THE TASK => Which lines in the material below contain the string "awning"? Extract every such line, treating uppercase and lowercase as different.

RECORD EXTRACTS =>
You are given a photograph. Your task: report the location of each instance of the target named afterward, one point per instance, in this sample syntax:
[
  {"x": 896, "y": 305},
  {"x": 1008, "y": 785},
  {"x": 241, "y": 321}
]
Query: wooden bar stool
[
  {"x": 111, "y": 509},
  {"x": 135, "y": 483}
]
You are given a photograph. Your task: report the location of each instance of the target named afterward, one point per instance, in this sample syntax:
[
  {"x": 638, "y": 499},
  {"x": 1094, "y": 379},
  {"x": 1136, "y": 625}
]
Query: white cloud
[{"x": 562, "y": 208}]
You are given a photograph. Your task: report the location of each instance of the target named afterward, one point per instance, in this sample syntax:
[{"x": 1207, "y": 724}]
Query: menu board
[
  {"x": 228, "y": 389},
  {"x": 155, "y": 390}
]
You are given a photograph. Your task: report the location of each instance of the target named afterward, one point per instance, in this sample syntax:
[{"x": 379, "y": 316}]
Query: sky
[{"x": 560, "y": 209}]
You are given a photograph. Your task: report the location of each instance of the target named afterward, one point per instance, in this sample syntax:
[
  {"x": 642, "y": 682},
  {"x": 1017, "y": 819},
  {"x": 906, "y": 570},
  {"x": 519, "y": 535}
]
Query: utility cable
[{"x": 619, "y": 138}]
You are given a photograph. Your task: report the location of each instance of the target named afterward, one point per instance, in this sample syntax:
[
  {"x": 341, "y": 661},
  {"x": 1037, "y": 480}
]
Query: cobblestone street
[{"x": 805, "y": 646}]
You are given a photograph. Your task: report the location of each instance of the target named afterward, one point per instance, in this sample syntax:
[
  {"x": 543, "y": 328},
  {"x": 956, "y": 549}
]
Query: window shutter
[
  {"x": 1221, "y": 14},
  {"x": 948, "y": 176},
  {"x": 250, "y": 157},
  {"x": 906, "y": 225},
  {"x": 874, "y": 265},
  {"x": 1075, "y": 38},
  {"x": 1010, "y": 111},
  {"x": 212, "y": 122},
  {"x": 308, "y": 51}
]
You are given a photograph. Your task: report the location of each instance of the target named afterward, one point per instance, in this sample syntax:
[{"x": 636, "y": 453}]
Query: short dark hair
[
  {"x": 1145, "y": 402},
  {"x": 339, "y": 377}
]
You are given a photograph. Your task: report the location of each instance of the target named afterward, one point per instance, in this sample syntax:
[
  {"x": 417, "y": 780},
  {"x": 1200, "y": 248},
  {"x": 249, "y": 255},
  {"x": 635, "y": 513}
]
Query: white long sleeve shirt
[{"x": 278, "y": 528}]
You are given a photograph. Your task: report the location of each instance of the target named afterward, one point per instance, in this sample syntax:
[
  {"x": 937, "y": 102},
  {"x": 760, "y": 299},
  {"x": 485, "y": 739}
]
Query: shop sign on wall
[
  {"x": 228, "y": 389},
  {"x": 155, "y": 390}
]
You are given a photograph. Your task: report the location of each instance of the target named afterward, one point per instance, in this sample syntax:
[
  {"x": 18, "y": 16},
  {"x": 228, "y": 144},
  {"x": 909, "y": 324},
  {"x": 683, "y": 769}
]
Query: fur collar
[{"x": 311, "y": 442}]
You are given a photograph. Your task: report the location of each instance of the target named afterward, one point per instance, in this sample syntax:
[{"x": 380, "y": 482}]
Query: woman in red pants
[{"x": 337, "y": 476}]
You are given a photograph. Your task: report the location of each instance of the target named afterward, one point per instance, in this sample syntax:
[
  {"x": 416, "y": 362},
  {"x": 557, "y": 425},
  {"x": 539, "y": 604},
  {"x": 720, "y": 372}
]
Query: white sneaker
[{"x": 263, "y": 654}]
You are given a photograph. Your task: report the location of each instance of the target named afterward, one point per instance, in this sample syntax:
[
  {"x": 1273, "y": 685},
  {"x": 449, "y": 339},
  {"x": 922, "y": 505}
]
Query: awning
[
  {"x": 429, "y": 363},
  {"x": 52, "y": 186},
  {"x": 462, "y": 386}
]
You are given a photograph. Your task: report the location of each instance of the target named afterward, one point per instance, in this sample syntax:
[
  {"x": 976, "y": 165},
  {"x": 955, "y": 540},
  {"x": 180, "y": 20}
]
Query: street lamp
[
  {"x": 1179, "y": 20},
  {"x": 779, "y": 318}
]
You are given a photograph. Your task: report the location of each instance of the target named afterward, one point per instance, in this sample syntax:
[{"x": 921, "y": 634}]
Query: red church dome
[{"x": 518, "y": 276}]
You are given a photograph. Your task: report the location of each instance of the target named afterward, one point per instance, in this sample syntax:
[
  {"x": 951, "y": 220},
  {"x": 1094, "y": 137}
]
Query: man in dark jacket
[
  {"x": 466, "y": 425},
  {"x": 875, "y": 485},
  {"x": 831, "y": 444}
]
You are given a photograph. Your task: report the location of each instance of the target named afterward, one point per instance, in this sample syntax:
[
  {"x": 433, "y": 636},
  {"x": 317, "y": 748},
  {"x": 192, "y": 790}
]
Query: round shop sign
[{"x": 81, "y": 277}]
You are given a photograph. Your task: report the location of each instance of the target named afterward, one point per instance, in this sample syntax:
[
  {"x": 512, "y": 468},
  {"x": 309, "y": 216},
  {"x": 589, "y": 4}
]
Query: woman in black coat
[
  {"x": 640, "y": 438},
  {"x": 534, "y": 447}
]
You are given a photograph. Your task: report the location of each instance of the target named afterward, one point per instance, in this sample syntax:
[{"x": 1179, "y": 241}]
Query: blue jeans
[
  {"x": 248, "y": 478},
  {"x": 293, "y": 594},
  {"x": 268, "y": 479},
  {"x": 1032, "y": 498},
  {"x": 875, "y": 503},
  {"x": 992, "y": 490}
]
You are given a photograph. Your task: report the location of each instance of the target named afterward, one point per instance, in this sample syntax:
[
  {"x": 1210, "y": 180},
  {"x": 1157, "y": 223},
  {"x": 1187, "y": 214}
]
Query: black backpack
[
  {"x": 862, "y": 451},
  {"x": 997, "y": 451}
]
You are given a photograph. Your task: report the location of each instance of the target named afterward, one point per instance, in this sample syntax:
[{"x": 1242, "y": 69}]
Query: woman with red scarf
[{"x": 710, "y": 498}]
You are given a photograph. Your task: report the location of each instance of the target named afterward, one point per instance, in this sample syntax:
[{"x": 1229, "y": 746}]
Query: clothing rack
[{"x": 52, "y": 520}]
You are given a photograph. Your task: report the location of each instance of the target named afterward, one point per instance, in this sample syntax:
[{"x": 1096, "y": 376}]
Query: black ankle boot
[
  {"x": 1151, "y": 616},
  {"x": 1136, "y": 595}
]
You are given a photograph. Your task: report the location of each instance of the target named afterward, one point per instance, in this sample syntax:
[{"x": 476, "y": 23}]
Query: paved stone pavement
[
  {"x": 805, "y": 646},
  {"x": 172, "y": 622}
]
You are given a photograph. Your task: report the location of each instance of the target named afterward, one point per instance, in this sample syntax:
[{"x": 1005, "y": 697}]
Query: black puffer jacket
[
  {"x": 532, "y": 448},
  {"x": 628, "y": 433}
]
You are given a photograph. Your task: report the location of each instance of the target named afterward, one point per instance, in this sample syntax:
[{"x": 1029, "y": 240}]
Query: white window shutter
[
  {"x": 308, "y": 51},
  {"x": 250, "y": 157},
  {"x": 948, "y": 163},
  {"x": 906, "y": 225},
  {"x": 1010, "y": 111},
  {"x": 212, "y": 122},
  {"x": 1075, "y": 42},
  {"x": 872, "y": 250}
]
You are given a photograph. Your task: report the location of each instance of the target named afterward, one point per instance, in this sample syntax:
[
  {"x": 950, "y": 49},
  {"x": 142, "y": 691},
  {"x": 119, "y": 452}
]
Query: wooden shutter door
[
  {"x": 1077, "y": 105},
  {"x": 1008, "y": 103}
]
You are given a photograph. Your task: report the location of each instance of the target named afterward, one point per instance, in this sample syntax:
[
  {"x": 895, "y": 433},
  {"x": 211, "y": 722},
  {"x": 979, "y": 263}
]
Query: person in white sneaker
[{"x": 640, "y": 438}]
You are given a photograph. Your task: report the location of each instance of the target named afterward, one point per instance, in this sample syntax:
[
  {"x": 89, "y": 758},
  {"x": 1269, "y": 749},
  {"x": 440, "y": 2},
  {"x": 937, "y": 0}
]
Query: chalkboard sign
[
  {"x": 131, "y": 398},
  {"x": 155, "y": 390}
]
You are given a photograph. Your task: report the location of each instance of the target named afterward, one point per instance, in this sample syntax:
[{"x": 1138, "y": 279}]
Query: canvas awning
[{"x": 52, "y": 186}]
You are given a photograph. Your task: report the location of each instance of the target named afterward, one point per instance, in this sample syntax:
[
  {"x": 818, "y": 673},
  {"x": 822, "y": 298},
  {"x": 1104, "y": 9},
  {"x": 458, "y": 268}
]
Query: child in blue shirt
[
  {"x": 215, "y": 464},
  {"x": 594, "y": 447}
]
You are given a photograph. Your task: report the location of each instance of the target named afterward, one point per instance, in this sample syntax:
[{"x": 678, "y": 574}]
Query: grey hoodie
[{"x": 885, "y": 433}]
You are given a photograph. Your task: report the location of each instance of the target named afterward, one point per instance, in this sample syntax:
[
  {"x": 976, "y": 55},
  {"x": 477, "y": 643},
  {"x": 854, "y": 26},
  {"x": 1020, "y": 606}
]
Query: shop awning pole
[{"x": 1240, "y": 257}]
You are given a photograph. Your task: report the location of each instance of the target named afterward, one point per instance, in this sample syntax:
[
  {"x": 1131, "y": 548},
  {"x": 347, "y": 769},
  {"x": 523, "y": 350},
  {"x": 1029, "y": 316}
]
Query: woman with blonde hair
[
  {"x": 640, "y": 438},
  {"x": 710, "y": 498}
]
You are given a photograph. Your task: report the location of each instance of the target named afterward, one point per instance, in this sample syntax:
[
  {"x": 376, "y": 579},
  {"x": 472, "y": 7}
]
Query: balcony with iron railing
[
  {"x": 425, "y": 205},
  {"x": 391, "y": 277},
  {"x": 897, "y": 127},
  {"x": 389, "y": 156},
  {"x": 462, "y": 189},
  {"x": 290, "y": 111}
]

--

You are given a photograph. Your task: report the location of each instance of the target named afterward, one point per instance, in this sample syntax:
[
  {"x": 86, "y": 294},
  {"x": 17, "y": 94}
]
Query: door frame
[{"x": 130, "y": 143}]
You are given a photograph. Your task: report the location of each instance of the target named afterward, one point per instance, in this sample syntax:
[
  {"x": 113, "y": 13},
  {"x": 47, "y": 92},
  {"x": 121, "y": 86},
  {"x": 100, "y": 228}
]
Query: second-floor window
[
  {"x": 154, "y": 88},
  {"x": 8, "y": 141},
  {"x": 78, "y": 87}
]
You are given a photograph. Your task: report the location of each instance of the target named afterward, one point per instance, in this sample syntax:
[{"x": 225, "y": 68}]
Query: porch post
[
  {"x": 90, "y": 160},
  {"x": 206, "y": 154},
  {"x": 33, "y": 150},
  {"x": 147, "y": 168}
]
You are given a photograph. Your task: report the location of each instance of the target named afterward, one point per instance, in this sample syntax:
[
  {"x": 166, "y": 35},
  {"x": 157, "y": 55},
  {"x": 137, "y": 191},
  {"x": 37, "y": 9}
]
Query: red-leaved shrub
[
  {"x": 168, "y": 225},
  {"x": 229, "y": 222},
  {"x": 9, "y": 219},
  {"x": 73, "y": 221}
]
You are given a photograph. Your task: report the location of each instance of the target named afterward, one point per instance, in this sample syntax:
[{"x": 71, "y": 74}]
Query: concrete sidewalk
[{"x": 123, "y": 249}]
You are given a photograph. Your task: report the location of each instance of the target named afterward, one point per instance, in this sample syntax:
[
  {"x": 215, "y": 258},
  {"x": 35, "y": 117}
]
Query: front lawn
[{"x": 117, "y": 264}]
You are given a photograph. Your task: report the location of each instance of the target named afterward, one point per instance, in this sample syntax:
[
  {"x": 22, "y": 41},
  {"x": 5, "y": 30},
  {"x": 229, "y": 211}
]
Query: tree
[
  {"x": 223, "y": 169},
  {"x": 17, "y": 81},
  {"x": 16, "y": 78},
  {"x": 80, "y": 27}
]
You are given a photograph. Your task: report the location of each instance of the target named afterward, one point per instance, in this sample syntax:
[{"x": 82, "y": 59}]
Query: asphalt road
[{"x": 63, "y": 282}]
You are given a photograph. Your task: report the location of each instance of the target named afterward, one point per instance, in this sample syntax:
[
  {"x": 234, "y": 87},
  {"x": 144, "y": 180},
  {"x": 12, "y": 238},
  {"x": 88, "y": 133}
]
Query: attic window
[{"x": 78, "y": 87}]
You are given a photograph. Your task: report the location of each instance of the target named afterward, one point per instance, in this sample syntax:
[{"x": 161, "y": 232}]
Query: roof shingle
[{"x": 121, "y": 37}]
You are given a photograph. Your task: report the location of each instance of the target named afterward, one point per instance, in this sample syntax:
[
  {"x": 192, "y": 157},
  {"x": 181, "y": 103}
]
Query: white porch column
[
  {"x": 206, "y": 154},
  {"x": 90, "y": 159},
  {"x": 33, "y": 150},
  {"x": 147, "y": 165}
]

--

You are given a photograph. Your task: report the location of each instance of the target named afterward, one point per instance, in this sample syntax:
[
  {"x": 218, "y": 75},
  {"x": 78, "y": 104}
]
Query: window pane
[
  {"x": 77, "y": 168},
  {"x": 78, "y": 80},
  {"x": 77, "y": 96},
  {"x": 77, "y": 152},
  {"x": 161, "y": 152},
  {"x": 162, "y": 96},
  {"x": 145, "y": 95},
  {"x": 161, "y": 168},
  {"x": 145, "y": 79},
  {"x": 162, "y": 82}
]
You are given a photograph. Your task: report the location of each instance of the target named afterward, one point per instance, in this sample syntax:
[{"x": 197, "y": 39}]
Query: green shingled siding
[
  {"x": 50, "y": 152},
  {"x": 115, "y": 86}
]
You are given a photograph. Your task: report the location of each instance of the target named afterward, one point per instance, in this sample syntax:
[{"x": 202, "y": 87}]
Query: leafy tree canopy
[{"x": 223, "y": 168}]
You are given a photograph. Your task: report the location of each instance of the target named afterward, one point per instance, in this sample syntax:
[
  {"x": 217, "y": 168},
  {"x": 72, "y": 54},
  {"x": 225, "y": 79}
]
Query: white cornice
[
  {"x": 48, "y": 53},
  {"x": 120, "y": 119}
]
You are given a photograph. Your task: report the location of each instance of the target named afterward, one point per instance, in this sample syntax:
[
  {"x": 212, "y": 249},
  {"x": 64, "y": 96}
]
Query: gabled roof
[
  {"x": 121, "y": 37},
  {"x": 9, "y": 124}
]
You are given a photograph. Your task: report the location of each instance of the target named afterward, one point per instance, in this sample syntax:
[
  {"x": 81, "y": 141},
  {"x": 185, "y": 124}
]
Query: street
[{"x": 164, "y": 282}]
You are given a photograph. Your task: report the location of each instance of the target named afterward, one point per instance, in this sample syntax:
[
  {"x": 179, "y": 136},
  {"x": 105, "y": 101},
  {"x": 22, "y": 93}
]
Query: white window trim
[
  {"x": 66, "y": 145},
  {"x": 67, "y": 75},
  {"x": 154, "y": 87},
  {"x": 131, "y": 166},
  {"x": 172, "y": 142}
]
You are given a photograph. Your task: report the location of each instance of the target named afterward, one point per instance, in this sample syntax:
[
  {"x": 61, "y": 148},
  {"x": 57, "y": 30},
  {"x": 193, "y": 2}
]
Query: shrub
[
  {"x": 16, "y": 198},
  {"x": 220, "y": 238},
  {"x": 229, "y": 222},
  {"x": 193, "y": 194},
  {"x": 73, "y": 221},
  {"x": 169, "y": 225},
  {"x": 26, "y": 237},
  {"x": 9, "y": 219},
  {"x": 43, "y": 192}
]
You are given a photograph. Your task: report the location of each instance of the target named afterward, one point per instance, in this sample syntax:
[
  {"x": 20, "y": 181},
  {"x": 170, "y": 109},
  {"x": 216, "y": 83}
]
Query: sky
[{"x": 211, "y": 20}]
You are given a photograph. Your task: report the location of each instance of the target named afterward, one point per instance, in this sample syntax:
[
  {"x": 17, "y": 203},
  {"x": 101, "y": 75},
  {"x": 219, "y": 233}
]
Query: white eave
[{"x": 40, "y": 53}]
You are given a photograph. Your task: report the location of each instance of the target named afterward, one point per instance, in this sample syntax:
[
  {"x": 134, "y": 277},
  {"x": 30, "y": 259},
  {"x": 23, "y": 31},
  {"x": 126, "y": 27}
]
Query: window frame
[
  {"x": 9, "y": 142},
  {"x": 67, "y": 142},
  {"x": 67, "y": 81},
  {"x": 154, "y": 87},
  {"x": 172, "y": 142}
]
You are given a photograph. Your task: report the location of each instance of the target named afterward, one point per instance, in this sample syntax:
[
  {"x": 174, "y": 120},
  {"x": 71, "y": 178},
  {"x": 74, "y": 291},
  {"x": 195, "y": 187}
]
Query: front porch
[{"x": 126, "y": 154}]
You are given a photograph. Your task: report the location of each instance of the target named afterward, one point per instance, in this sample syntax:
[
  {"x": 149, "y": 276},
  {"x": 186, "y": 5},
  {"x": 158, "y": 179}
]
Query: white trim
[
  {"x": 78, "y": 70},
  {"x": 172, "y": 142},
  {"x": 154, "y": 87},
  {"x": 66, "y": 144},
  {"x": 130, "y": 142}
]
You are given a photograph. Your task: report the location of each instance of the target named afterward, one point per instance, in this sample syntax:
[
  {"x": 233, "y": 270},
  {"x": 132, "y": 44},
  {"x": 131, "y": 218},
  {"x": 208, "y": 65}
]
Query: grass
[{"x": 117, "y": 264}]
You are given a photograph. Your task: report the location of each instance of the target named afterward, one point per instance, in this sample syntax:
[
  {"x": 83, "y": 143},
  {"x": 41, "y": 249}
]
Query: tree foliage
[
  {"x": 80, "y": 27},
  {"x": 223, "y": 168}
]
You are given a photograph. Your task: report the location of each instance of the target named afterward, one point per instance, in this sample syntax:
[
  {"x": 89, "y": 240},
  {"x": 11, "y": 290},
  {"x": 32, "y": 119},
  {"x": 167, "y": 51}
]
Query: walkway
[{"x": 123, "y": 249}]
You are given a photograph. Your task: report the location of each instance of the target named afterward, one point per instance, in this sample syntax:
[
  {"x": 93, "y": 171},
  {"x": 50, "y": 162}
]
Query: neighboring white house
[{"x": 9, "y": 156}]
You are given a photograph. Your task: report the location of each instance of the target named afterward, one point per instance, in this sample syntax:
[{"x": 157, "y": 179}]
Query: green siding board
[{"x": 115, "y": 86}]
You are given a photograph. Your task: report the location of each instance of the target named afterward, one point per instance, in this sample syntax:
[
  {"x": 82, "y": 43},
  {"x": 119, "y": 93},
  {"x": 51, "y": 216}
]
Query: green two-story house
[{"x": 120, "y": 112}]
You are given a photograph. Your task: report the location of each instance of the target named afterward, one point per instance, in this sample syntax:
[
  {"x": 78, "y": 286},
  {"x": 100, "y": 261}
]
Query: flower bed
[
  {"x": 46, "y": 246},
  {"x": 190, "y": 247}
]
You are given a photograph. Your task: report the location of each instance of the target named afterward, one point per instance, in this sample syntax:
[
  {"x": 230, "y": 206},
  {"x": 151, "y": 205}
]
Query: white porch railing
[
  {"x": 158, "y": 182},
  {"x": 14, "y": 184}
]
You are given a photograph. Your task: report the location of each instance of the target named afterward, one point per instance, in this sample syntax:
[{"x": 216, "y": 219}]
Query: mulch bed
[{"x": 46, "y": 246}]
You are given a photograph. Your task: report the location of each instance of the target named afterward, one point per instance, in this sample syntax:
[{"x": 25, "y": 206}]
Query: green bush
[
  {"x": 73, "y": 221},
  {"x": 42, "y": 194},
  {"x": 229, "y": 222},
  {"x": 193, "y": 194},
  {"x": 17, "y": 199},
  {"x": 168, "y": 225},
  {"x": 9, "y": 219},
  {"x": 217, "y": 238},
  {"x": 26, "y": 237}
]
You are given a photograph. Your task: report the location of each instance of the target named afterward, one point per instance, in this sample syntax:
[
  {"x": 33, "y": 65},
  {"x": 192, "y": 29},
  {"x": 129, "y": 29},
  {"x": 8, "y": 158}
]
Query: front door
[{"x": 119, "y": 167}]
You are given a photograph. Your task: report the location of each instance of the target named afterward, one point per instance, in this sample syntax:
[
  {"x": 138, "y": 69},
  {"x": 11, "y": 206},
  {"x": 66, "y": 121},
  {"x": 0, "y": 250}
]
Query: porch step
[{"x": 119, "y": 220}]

FINISHED TASK =>
Query: awning
Query: canvas awning
Query: shop awning pole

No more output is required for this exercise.